══ Input rows ══

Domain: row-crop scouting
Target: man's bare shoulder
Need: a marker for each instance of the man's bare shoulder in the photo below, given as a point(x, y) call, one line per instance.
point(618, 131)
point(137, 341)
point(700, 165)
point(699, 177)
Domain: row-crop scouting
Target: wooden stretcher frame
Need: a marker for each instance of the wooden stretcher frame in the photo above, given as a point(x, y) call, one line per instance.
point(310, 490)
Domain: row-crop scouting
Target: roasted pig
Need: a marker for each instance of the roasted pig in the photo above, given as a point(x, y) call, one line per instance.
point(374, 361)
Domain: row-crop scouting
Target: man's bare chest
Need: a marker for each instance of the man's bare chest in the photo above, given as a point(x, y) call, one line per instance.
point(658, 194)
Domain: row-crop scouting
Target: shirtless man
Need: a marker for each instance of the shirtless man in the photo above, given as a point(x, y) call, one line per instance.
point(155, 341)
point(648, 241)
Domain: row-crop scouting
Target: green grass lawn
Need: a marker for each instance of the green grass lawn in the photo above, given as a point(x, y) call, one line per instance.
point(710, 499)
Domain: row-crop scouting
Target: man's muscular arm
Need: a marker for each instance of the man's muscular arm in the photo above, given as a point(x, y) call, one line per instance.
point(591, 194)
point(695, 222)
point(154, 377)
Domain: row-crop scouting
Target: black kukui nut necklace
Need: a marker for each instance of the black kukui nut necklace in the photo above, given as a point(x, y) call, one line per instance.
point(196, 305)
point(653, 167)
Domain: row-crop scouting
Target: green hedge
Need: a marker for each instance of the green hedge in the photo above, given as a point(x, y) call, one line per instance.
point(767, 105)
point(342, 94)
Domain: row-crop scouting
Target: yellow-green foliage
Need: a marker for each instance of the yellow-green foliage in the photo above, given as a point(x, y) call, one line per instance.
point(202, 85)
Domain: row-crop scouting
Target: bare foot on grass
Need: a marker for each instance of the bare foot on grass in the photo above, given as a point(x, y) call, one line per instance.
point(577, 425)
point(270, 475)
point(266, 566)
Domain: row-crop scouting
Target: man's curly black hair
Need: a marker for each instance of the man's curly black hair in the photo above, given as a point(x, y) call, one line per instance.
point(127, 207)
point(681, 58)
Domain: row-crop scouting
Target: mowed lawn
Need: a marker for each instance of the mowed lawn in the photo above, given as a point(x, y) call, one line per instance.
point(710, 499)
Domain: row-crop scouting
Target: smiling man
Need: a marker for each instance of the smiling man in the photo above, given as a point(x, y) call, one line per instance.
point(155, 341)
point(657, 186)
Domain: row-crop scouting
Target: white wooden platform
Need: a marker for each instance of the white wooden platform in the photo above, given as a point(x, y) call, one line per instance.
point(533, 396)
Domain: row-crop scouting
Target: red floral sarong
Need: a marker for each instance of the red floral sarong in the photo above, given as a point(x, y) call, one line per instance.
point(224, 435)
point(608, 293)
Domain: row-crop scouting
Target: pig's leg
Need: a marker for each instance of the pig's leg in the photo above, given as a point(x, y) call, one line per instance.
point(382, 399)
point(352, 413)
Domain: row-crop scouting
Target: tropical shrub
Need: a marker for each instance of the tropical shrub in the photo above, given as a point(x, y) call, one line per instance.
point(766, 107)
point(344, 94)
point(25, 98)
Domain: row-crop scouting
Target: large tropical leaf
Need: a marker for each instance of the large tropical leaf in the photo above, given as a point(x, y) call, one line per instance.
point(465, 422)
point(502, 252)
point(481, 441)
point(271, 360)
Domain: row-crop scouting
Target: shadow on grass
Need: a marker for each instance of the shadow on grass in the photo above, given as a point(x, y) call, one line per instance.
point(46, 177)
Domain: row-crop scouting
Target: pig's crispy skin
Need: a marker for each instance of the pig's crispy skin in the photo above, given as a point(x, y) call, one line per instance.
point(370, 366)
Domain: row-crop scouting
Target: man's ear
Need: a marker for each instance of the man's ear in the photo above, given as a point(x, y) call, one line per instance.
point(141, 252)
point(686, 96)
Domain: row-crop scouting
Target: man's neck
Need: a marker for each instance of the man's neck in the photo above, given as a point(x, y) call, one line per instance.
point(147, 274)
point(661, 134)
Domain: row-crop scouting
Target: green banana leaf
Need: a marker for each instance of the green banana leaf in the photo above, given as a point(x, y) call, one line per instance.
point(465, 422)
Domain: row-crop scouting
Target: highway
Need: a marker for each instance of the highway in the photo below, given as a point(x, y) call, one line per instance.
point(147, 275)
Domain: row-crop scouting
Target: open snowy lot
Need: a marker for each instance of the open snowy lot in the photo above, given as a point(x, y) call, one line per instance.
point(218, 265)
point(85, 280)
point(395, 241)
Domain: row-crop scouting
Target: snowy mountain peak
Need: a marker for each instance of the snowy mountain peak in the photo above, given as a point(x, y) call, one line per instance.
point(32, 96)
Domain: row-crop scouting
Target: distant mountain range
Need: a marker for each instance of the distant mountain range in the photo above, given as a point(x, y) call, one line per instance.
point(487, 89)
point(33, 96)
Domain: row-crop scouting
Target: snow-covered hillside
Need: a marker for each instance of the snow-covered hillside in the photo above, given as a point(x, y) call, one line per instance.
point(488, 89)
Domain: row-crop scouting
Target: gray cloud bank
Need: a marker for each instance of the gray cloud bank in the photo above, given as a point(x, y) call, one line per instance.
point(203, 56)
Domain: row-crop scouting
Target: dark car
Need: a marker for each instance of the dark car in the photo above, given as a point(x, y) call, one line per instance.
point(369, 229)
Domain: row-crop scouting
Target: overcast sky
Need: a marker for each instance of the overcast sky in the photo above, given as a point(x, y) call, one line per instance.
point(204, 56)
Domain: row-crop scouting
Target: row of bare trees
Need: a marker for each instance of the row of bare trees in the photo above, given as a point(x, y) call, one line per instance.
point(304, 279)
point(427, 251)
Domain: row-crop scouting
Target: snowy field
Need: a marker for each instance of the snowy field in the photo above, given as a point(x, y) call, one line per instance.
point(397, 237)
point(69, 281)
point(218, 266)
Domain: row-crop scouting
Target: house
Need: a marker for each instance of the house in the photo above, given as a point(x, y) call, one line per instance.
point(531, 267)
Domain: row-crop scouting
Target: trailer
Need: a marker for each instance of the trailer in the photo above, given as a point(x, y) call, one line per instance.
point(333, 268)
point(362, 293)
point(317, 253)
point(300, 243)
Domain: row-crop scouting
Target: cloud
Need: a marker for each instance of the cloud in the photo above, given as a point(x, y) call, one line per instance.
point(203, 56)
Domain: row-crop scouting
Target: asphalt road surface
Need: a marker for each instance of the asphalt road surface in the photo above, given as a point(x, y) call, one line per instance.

═══

Given exercise:
Please return every line of the listing above unchanged and in the same order.

Result of this task:
Domain: row-crop scouting
Target: man's bare shoulder
Need: a marker for each instance of the man's bare shoulder in the photo below, given as a point(x, y) call, one line per instance.
point(618, 131)
point(137, 341)
point(700, 165)
point(699, 177)
Domain: row-crop scouting
Target: wooden stretcher frame
Need: a marker for each instance of the wooden stretcher frame in the photo above, given as a point(x, y) call, one line per instance.
point(310, 490)
Domain: row-crop scouting
Target: roasted pig
Need: a marker for each instance of the roasted pig in the photo above, given as a point(x, y) call, one line per instance.
point(374, 361)
Domain: row-crop scouting
Target: man's bare chest
Need: a marker for each instance of the man's bare chest in the photo above, given as a point(x, y) call, one line per instance.
point(658, 194)
Domain: row-crop scouting
Target: shirtless man
Need: a marker for each instance of the shirtless man in the photo above, given as a point(x, y) call, one line per instance.
point(155, 341)
point(648, 241)
Domain: row-crop scouting
Target: green grass lawn
Need: a marker for each instance of the green grass lawn in the photo above, given as a point(x, y) call, one line per instance.
point(710, 499)
Domain: row-crop scouting
Target: man's muscular arm
Need: a marker for each instance of the man's muscular arm in the photo above, given as a point(x, y) call, one line per instance.
point(591, 194)
point(695, 222)
point(154, 377)
Domain: row-crop scouting
Target: black kukui nut necklace
Need: a marker for each instance of the black kukui nut necklace in the photo above, given as a point(x, y) call, one line per instance.
point(196, 305)
point(653, 167)
Domain: row-crop scouting
Target: green hedge
Need: a marker for each instance of the green hedge in the photo above, given as a point(x, y) call, one line per instance.
point(767, 105)
point(342, 94)
Domain: row-crop scouting
Target: yellow-green foliage
Need: a marker for each instance of the yellow-green foliage in the photo above, given as a point(x, y) call, one line per instance.
point(202, 85)
Domain: row-crop scouting
Target: bare foot on grass
Need: a marker for each instance of the bare foot on grass in the photo above, given as a point(x, y) call, one line per instance.
point(577, 425)
point(270, 475)
point(266, 566)
Domain: row-crop scouting
Target: man's curly black hair
Need: a marker for each instance of the man's curly black hair in the photo above, given as a point(x, y) call, one line per instance.
point(127, 207)
point(681, 58)
Domain: row-crop scouting
Target: mowed lawn
Need: a marker for each instance of the mowed lawn in the photo above, given as a point(x, y) call, one line per instance.
point(710, 499)
Domain: row-crop scouting
Target: smiling man
Need: a marker for each instance of the smiling man in the photo above, given as a point(x, y) call, one line per instance.
point(155, 341)
point(657, 186)
Domain: row-crop scouting
Target: white wooden platform
Need: a marker for each instance of the white wooden platform in the photo above, given as a point(x, y) call, one line per instance.
point(533, 396)
Domain: row-crop scouting
Target: red floral sarong
Need: a marker for each instance of the red floral sarong in the photo above, given as a point(x, y) call, one line per instance.
point(224, 435)
point(608, 293)
Domain: row-crop scouting
Target: pig's leg
Need: a marker for each instance of the pig's leg in the photo above, given as a point(x, y) call, one line per instance.
point(382, 399)
point(352, 413)
Domain: row-crop scouting
Target: tropical shrub
Need: a marker for each instance of the tropical shrub in the photo above, given as a point(x, y) call, one line per instance.
point(766, 107)
point(344, 94)
point(25, 98)
Domain: row-crop scouting
Target: large tropical leaf
Need: a marker for each instance of the large tropical leaf in the photo above, given as a point(x, y) call, one line per instance.
point(465, 422)
point(502, 252)
point(481, 441)
point(271, 360)
Domain: row-crop scouting
Target: shadow on grass
Need: a marker for each instance of the shadow on grass in the photo above, given as a point(x, y) call, one line per instance.
point(46, 177)
Domain: row-crop scouting
Target: pig's crispy skin
Need: a marker for each instance of the pig's crispy skin in the photo above, given as a point(x, y) call, one line per instance.
point(370, 366)
Domain: row-crop scouting
Target: man's ear
Need: a marker for each instance of the man's ear in the photo above, given as a point(x, y) call, one line per instance.
point(141, 252)
point(686, 96)
Domain: row-crop scouting
Target: man's neck
Need: a marker for each instance of the man's neck in the photo above, given as a point(x, y) call, one line per instance.
point(147, 274)
point(661, 134)
Domain: row-crop scouting
Target: green banana leaf
Need: a marker for each instance of the green banana leaf in the photo above, given as a point(x, y) call, one line per instance.
point(465, 422)
Domain: row-crop scouting
Target: highway
Need: a marker for each instance of the highway in the photo below, given as a point(x, y) call, one line per instance.
point(147, 275)
Domain: row-crop scouting
Target: open snowy lot
Need: a marker for each instance of the open snowy lot in the photo above, given as a point(x, y) call, one line per instance.
point(218, 265)
point(85, 280)
point(395, 241)
Domain: row-crop scouting
Target: snowy mountain peak
Need: a marker for each instance of the snowy mountain peak in the photo above, given as a point(x, y) call, one line per instance.
point(32, 96)
Domain: row-crop scouting
Target: distant mountain range
Need: a marker for each instance of the distant mountain range in the photo above, given as a point(x, y) call, one line per instance.
point(487, 89)
point(33, 96)
Domain: row-crop scouting
Target: snow-covered hillside
Need: a marker for each instance of the snow-covered hillside in the photo above, given as a point(x, y) call, one line per instance.
point(488, 89)
Domain: row-crop scouting
Target: gray cloud bank
Need: a marker for each instance of the gray cloud bank in the photo above, given as a point(x, y) call, one line per instance.
point(203, 56)
Domain: row-crop scouting
Target: dark car
Need: a marker for each instance of the dark car in the photo above, given as a point(x, y) call, one line per instance.
point(369, 229)
Domain: row-crop scouting
Target: overcast sky
Need: a marker for each instance of the overcast sky in the photo above, given as a point(x, y) call, one line per instance.
point(204, 56)
Domain: row-crop scouting
Target: row of bare trees
Need: a marker for each instance of the row of bare trees in the photo above, given as a point(x, y) call, one line per instance.
point(304, 279)
point(427, 251)
Domain: row-crop scouting
Target: snowy field
Need: a marker for each instance of the snowy field in the photo above, given as a point(x, y) call, one line per instance.
point(397, 237)
point(69, 281)
point(218, 266)
Domain: row-crop scouting
Target: house
Need: a marker for each instance of the house in the photo above, given as a point(x, y) call, one line per instance.
point(531, 267)
Domain: row-crop scouting
Target: trailer
Need: a marker for each instance of the trailer in the photo above, given as a point(x, y) call, one line per instance.
point(333, 268)
point(362, 293)
point(317, 253)
point(300, 243)
Domain: row-crop scouting
Target: cloud
Need: a marker for each instance of the cloud in the photo above, given as a point(x, y) call, one line per instance.
point(203, 56)
Domain: row-crop scouting
Target: asphalt road surface
Need: a marker for each instance of the asphalt road surface in the photo above, given as a point(x, y) call, one line per instance.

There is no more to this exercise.